◆ **WHAT THIS TASK INVOLVES**
Your output should be the lines below from the one with "Target: curving asphalt road" through the one with "Pin the debris", copied exactly, pictures excluded.

◆ **RECORDS FOR THIS TASK**
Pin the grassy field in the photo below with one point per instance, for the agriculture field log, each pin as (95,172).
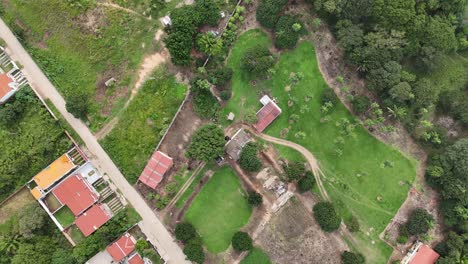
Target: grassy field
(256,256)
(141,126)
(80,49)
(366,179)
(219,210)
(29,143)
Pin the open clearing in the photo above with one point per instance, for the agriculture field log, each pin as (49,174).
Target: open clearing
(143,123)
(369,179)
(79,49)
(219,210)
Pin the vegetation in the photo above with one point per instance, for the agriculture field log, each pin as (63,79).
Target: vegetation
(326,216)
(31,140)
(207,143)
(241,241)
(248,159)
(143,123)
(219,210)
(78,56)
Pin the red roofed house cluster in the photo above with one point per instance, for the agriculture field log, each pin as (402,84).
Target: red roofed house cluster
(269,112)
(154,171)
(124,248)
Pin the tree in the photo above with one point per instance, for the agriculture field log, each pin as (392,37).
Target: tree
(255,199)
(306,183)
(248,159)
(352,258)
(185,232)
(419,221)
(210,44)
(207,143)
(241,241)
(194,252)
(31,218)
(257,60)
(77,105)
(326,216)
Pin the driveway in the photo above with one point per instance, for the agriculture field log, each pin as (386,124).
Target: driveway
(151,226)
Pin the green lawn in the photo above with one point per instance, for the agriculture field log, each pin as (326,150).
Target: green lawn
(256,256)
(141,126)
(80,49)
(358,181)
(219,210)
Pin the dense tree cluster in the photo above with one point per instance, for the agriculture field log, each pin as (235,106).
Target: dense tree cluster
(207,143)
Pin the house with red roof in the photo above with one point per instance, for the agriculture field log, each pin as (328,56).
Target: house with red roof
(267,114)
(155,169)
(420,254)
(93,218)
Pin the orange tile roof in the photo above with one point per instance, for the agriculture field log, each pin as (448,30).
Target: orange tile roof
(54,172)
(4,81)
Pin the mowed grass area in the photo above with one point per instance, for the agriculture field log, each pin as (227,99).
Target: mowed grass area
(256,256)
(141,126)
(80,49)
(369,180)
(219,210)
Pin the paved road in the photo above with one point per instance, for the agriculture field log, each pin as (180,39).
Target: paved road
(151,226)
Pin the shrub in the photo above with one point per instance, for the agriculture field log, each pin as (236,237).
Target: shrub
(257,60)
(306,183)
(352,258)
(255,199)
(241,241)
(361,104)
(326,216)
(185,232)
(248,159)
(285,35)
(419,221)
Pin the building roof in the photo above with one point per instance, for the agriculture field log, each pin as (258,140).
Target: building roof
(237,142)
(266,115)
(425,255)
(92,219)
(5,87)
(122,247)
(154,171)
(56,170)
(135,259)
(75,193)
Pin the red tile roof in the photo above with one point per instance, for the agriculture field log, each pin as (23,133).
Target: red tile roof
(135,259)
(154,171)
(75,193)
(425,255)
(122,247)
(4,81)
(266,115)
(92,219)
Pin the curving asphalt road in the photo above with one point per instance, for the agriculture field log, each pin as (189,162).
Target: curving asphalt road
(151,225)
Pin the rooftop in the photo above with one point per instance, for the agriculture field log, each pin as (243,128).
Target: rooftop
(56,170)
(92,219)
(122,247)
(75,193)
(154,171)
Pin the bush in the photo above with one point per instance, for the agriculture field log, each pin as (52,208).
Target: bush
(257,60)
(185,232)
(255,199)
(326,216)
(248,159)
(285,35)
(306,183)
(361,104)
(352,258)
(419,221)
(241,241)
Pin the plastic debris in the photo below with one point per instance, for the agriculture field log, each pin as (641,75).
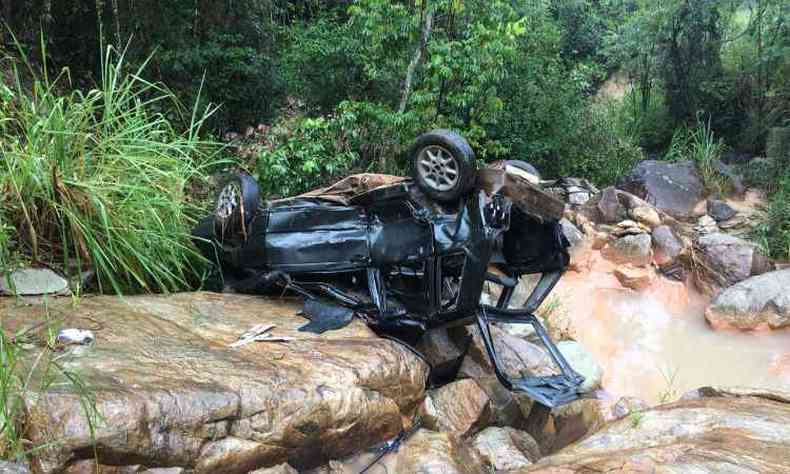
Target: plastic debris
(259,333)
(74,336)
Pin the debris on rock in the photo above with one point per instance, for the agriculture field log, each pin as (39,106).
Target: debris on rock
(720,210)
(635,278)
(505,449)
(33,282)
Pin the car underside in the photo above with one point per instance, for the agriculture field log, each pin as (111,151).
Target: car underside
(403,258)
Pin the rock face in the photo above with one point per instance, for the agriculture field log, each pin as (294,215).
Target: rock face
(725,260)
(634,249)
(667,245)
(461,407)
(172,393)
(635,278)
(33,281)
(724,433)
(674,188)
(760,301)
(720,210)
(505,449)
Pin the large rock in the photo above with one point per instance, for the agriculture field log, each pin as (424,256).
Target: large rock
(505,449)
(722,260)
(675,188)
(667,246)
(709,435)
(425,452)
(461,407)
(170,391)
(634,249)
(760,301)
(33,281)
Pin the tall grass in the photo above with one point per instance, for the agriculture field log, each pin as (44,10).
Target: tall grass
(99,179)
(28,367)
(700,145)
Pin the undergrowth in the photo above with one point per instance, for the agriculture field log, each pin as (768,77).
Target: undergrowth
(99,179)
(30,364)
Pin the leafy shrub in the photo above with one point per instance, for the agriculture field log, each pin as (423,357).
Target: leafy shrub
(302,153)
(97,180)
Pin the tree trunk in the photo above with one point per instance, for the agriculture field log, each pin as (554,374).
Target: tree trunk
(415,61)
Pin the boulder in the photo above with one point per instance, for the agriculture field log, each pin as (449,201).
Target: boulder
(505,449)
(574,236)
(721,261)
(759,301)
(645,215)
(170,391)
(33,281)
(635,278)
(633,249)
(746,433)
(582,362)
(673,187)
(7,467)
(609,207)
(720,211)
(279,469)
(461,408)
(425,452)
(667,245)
==
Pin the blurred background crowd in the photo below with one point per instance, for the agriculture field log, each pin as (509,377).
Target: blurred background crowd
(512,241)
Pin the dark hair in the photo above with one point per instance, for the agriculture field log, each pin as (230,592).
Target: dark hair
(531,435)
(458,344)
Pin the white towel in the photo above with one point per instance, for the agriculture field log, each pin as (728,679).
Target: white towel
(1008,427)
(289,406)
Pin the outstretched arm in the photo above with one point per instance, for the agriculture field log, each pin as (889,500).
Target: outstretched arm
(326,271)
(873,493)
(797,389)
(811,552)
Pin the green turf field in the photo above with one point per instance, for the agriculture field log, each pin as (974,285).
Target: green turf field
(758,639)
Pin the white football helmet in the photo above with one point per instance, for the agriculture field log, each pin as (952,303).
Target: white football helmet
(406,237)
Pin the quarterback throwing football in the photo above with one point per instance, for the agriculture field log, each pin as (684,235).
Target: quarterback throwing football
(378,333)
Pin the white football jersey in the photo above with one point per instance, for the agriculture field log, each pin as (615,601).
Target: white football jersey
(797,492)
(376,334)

◆ **EXERCISE SOLUTION**
Target: curving asphalt road
(151,225)
Pin the rooftop in the photo above with one point per instance, for the agriculture field log, each pin as (243,128).
Target: rooftop
(56,170)
(92,219)
(122,247)
(75,193)
(154,171)
Pin the bush in the photo above with one point per instance, for the agriculture field log, each pin as (52,208).
Target: bush
(257,60)
(185,232)
(255,199)
(326,216)
(248,159)
(285,35)
(306,183)
(361,104)
(352,258)
(419,221)
(241,241)
Pin the plastic debris in the photo below with one point per instance, for the agriculture field log, each pin as (641,75).
Target: plastic debris
(259,333)
(74,336)
Pin the debris on rock in the photo above with one point per instance, for the agriculture field log, each pin as (39,106).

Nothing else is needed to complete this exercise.